**PROVIDED PASSAGE**
****

Wednesday, December 25, 2013

The Old Self?
I am now back at Jom Gom Mountain Monastery, where it is quite cool and refreshing. This is the best season to be here, with dry, sunny days and a fresh northerly wind. The leaves are falling and the soft sunlight gives the sense of a long temperate-climate autumn. Recently an out of season rainfall has temporarily refilled the streams. With morning temperatures of 14C-16C, many people are complaining about the cold while huddling around smoky fires.


For the last month I was in Bangkok for dental treatment. What started out as repairing a broken tooth turned into an extensive treatment programme which has included three fillings, two root canals and two bridges. Yet to come are one crown and a teeth guard. Khun Meaw and Khun Tun have been exceedingly generous to arrange the appointments, provide transport to and from appointments and, together with family and friends, meeting all expenses. My only part was to be a good patient and endure the noise of Bangkok. The benefit, however, of staying so long in Bangkok was that I was able to meet up with many Sangha members as they passed through. Thus I met Ajahn Achalo (Australian abbot of Anandagiri Monastery, Petchaboon Province) and Tan Pavaro (Canadian, ordained at Birken Monastery) on their way to India; Ajahn Preecha visiting from Santacittarama Monastery in Italy; Ajahn Amaro and Ajahn Jayanto on a short teaching trip to Thailand; Ajahn Viradhammo from Tisarana Monastery, Ottawa, visiting LP Sumedho and Wat Pah Pong; Ajahn Cagino from Dhammagiri Monastery (and Orphanage) in Mae Hong Son Province, as well as a number of other western monks.

View of the 'concrete jungle' of Bangkok from the roof of the Sangha residence.

On the journey back here I met someone who had just had an operation to remove a tumour on his neck. I asked him if he was fully recovered and he responded that physically he was recovered, but that he was not feeling quite his old self yet. This was the start of a discussion and reflections upon what our 'old self' really is. Fortunately, as a Buddhist he knew the Buddha's teaching that what we take to be 'self' is constantly changing, so he didn't take his loss of 'old self' seriously.

****

**WHAT TO WORK ON**
A - Please retype the monastery blog entry, starting with "I am now back" and going on through "around smoky fires.".
B - For each statement, answer yes or no according to the monastery blog entry and quote the words that decide it. (i) The dental treatment included two root canals. (ii) The writer personally covered the cost of the dental treatment. (iii) Morning temperatures at the monastery were around 10C.
C - Write a continuation of the monastery blog entry that picks up after its last sentence.

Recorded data

****

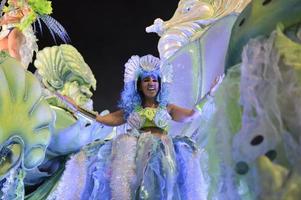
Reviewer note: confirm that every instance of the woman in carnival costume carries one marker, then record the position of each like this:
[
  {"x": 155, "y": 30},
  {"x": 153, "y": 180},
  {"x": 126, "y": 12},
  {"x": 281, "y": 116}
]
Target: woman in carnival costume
[
  {"x": 17, "y": 36},
  {"x": 144, "y": 162}
]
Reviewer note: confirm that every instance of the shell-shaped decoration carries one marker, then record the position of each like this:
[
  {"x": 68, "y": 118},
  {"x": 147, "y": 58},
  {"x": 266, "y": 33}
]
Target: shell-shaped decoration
[
  {"x": 131, "y": 69},
  {"x": 25, "y": 118},
  {"x": 60, "y": 64},
  {"x": 167, "y": 73}
]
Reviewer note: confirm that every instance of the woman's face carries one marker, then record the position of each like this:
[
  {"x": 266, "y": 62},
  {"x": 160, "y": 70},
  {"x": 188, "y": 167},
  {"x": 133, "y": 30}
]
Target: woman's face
[{"x": 149, "y": 86}]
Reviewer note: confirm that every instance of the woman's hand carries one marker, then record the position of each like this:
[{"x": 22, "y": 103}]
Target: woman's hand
[{"x": 217, "y": 81}]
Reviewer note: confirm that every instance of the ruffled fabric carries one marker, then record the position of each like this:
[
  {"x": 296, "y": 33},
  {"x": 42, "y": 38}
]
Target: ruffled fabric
[{"x": 129, "y": 167}]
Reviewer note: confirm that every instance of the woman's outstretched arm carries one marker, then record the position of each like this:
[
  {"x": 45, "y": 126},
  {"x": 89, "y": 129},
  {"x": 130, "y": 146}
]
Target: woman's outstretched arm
[{"x": 180, "y": 114}]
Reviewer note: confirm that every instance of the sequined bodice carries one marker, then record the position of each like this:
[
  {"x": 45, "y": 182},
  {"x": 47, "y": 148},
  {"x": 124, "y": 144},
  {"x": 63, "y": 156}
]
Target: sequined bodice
[{"x": 150, "y": 117}]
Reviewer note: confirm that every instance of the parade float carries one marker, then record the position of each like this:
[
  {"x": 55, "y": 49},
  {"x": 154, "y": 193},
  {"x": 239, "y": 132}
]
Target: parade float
[{"x": 247, "y": 135}]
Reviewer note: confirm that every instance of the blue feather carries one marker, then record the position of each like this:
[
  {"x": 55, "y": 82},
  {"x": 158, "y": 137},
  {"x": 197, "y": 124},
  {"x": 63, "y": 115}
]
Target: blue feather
[{"x": 55, "y": 28}]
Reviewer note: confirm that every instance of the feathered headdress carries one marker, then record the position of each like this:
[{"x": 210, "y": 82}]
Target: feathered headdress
[
  {"x": 39, "y": 10},
  {"x": 142, "y": 67}
]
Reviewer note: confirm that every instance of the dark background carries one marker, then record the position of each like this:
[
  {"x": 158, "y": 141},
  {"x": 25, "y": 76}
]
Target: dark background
[{"x": 107, "y": 34}]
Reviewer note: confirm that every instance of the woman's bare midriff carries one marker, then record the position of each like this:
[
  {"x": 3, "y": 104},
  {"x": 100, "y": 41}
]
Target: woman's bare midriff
[{"x": 154, "y": 131}]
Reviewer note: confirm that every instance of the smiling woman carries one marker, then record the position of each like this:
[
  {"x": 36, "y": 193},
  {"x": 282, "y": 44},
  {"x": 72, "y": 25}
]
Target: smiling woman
[{"x": 143, "y": 157}]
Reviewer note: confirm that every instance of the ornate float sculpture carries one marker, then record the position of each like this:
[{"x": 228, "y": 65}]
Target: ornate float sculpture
[{"x": 248, "y": 132}]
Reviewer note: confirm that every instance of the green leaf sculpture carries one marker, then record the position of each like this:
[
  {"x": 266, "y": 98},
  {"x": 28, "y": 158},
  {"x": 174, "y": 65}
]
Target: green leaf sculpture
[{"x": 25, "y": 118}]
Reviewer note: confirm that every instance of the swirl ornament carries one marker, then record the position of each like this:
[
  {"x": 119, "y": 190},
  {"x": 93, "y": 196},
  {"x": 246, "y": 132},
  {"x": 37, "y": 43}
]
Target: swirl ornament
[{"x": 25, "y": 118}]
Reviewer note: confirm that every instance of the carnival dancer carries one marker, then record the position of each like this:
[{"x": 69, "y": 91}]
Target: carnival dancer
[{"x": 144, "y": 162}]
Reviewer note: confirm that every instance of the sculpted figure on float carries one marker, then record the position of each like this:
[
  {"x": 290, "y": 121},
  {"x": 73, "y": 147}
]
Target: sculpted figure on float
[
  {"x": 63, "y": 70},
  {"x": 26, "y": 120},
  {"x": 190, "y": 20},
  {"x": 195, "y": 41}
]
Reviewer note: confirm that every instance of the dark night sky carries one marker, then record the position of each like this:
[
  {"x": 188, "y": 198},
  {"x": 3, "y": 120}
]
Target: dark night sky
[{"x": 107, "y": 33}]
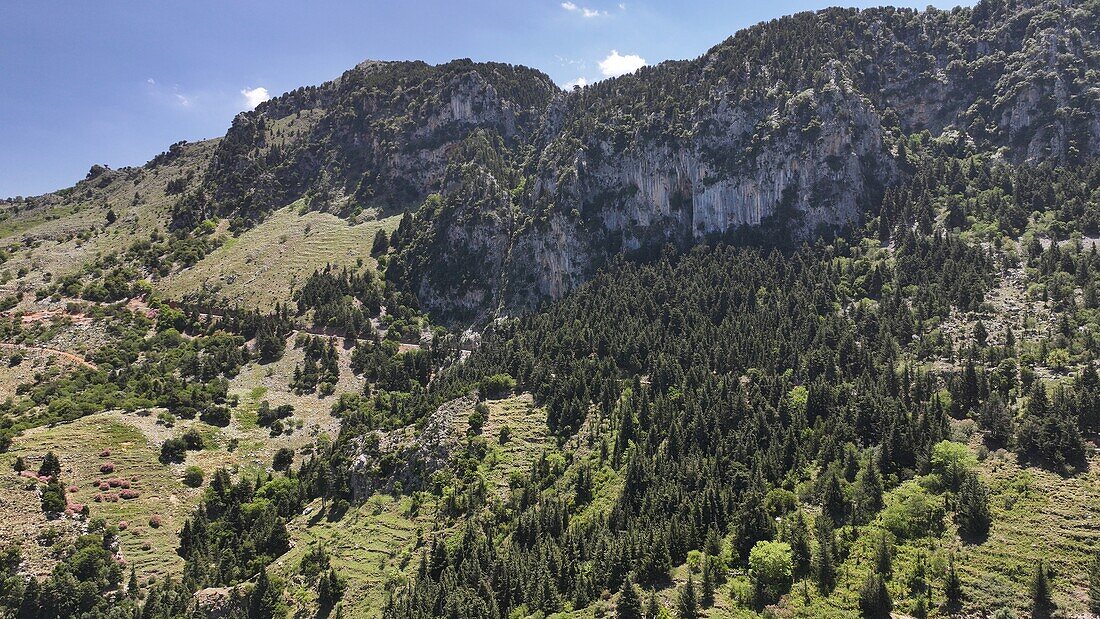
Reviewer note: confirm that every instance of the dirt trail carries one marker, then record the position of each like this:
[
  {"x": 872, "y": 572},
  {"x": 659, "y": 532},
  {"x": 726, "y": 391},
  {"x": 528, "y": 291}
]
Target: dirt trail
[{"x": 62, "y": 354}]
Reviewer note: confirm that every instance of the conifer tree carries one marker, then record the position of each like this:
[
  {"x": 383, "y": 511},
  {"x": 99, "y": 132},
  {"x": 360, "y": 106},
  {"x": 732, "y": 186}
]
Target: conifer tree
[
  {"x": 883, "y": 556},
  {"x": 1095, "y": 584},
  {"x": 875, "y": 601},
  {"x": 798, "y": 537},
  {"x": 708, "y": 584},
  {"x": 1041, "y": 595},
  {"x": 51, "y": 466},
  {"x": 629, "y": 604},
  {"x": 688, "y": 604},
  {"x": 972, "y": 516},
  {"x": 953, "y": 587},
  {"x": 826, "y": 562}
]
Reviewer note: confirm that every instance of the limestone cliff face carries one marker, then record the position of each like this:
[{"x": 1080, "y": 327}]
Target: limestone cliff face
[
  {"x": 787, "y": 128},
  {"x": 378, "y": 136},
  {"x": 824, "y": 157},
  {"x": 783, "y": 130}
]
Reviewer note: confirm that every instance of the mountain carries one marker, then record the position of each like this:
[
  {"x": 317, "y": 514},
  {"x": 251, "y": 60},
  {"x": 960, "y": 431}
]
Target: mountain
[
  {"x": 805, "y": 327},
  {"x": 793, "y": 125}
]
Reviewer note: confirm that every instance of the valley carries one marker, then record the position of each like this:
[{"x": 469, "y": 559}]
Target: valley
[{"x": 805, "y": 327}]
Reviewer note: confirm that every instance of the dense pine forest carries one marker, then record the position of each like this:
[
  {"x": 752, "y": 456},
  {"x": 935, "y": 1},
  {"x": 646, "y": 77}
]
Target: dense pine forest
[{"x": 856, "y": 413}]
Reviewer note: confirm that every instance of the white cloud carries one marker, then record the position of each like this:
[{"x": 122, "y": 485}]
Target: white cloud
[
  {"x": 617, "y": 64},
  {"x": 583, "y": 10},
  {"x": 255, "y": 96}
]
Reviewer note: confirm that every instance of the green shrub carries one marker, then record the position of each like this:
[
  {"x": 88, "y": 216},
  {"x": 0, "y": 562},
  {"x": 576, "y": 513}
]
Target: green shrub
[{"x": 193, "y": 476}]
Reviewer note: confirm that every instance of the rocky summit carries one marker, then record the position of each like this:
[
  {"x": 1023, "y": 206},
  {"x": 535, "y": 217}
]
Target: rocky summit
[{"x": 805, "y": 327}]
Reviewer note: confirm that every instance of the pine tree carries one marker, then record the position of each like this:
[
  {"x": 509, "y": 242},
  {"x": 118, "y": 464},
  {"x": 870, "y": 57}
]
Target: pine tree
[
  {"x": 1095, "y": 584},
  {"x": 629, "y": 604},
  {"x": 688, "y": 605},
  {"x": 798, "y": 537},
  {"x": 875, "y": 601},
  {"x": 868, "y": 492},
  {"x": 1042, "y": 598},
  {"x": 653, "y": 607},
  {"x": 133, "y": 589},
  {"x": 381, "y": 244},
  {"x": 953, "y": 587},
  {"x": 51, "y": 466},
  {"x": 883, "y": 556},
  {"x": 921, "y": 608},
  {"x": 265, "y": 600},
  {"x": 708, "y": 584},
  {"x": 833, "y": 504},
  {"x": 972, "y": 515},
  {"x": 826, "y": 562}
]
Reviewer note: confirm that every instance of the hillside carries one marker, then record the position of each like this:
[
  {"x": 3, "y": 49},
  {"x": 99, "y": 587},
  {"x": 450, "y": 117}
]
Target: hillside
[{"x": 805, "y": 327}]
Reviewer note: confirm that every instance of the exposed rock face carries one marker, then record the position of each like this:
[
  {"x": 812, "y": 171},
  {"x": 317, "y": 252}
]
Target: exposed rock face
[
  {"x": 794, "y": 123},
  {"x": 405, "y": 456},
  {"x": 380, "y": 135},
  {"x": 785, "y": 128}
]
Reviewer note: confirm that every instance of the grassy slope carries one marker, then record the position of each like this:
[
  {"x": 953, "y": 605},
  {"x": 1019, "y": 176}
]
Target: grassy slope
[
  {"x": 264, "y": 264},
  {"x": 134, "y": 442},
  {"x": 380, "y": 541},
  {"x": 47, "y": 239}
]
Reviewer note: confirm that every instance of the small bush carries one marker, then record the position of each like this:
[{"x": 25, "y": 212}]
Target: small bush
[
  {"x": 194, "y": 440},
  {"x": 283, "y": 460},
  {"x": 496, "y": 386},
  {"x": 193, "y": 476},
  {"x": 173, "y": 450}
]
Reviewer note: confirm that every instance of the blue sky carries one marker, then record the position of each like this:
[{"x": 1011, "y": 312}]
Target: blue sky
[{"x": 118, "y": 81}]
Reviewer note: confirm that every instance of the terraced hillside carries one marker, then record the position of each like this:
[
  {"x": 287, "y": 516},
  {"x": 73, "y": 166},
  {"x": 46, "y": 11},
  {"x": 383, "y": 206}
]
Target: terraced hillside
[{"x": 262, "y": 265}]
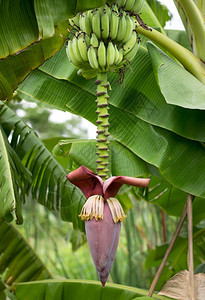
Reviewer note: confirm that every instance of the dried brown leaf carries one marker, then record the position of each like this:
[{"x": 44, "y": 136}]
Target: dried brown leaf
[{"x": 178, "y": 287}]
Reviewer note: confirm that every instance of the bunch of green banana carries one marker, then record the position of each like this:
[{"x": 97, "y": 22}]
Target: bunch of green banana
[
  {"x": 130, "y": 5},
  {"x": 105, "y": 39},
  {"x": 106, "y": 23},
  {"x": 98, "y": 55}
]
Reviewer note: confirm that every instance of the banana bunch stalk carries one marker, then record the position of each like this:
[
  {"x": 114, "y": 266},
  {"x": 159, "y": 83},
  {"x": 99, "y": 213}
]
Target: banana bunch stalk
[{"x": 105, "y": 40}]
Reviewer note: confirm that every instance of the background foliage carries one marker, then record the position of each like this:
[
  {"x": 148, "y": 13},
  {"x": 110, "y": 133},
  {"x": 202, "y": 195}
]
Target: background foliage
[{"x": 156, "y": 124}]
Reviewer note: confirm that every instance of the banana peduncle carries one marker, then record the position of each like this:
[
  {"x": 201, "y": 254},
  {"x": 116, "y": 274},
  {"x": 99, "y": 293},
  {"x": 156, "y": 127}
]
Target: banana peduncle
[{"x": 102, "y": 126}]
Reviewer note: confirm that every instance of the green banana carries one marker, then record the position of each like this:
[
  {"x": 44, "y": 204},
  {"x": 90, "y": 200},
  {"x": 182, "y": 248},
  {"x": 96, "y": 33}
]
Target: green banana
[
  {"x": 114, "y": 22},
  {"x": 102, "y": 55},
  {"x": 110, "y": 54},
  {"x": 84, "y": 23},
  {"x": 92, "y": 57},
  {"x": 120, "y": 3},
  {"x": 131, "y": 54},
  {"x": 87, "y": 39},
  {"x": 96, "y": 27},
  {"x": 137, "y": 6},
  {"x": 105, "y": 22},
  {"x": 70, "y": 54},
  {"x": 121, "y": 52},
  {"x": 116, "y": 55},
  {"x": 122, "y": 27},
  {"x": 82, "y": 46},
  {"x": 75, "y": 20},
  {"x": 130, "y": 43},
  {"x": 129, "y": 4},
  {"x": 129, "y": 29},
  {"x": 94, "y": 40},
  {"x": 76, "y": 51}
]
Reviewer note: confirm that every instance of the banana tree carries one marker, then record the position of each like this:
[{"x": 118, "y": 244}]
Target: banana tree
[{"x": 157, "y": 117}]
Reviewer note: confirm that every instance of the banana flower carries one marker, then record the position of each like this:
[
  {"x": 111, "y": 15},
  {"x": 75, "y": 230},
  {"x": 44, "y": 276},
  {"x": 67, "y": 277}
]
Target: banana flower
[{"x": 103, "y": 214}]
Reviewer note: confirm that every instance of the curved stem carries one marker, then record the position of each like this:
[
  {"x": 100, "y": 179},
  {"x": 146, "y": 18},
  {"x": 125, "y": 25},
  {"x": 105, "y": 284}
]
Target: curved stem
[
  {"x": 196, "y": 21},
  {"x": 190, "y": 199},
  {"x": 169, "y": 249},
  {"x": 102, "y": 126},
  {"x": 184, "y": 56}
]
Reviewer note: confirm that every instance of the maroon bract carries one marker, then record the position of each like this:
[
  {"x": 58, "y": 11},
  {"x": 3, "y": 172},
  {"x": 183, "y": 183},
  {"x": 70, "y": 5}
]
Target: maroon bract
[
  {"x": 103, "y": 238},
  {"x": 103, "y": 214}
]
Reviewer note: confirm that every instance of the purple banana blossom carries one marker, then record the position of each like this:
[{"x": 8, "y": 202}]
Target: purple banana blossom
[{"x": 102, "y": 213}]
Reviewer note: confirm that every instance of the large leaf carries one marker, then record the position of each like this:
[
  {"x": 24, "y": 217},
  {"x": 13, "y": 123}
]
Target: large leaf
[
  {"x": 14, "y": 69},
  {"x": 13, "y": 176},
  {"x": 122, "y": 161},
  {"x": 23, "y": 23},
  {"x": 49, "y": 184},
  {"x": 177, "y": 260},
  {"x": 139, "y": 95},
  {"x": 182, "y": 88},
  {"x": 181, "y": 161},
  {"x": 77, "y": 289},
  {"x": 31, "y": 32},
  {"x": 172, "y": 200},
  {"x": 18, "y": 262}
]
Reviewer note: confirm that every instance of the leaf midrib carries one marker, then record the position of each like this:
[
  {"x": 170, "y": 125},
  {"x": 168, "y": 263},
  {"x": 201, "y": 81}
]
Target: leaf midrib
[{"x": 6, "y": 159}]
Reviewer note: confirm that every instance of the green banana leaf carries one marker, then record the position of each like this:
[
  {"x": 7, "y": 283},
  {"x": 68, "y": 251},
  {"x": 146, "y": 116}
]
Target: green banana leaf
[
  {"x": 33, "y": 31},
  {"x": 23, "y": 23},
  {"x": 28, "y": 155},
  {"x": 139, "y": 95},
  {"x": 172, "y": 199},
  {"x": 18, "y": 262},
  {"x": 122, "y": 161},
  {"x": 177, "y": 260},
  {"x": 78, "y": 289},
  {"x": 13, "y": 178},
  {"x": 177, "y": 85},
  {"x": 15, "y": 68},
  {"x": 180, "y": 161},
  {"x": 2, "y": 289}
]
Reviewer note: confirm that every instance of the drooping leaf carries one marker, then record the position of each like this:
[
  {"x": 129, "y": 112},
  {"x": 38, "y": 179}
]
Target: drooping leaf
[
  {"x": 180, "y": 160},
  {"x": 172, "y": 199},
  {"x": 13, "y": 176},
  {"x": 49, "y": 184},
  {"x": 182, "y": 88},
  {"x": 57, "y": 289},
  {"x": 139, "y": 95},
  {"x": 14, "y": 69},
  {"x": 178, "y": 287},
  {"x": 122, "y": 161},
  {"x": 18, "y": 262},
  {"x": 177, "y": 260}
]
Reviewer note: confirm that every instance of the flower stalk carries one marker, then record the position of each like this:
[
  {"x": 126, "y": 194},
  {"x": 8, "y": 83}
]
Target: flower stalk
[{"x": 102, "y": 126}]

****

**EXERCISE RESPONSES**
A -
I am now back at Jom Gom Mountain Monastery, where it is quite cool and refreshing. This is the best season to be here, with dry, sunny days and a fresh northerly wind. The leaves are falling and the soft sunlight gives the sense of a long temperate-climate autumn. Recently an out of season rainfall has temporarily refilled the streams. With morning temperatures of 14C-16C, many people are complaining about the cold while huddling around smoky fires.

B -
(i) Yes: "three fillings, two root canals and two bridges"
(ii) No: "together with family and friends, meeting all expenses. My only part was to be a good patient and endure the noise of Bangkok."
(iii) No: "With morning temperatures of 14C-16C"

C -
Twice over the last few months I have also had the experience of not feeling like my 'old self'. During the Rains Retreat I came down with an extremely heavy fever which was severely debilitating. I spent four days on my back and another 10 days recovering my normal strength. A side-effect of this was the strange sense of having part of the brain atrophied. At times I felt like a visitor from some other planet, gazing out of the skull at some unusual landscape which I could not quite process. Recently I took some medicine for allergy and experienced something similar. Although awake, it seemed that part of the thinking brain was asleep and could not be engaged. Although both of these experiences were quite 'peaceful' on the level of not having much mental activity, they were also not particularly clear or insightful. Especially unhelpful was trying to do some intellectual study.

It thus seems that our sense of self is just a habit. We become familiar with certain physical sensations, a certain type of mental/emotional environment and certain character traits, and then identify with them as being 'my self', even if they are not particularly pleasant or useful. Then when any of these factors change, we feel disoriented or confused. However, on closer inspection all these factors are actually changing constantly, sometimes quickly as in the case of illness, or sometimes slowly as with the ageing process. If we can acknowledge this, we can see how much energy we expend on trying to preserve a constant sense of self against the ever-changing tide of life, and how much this wisdom would allow us to flow with its ups and downs.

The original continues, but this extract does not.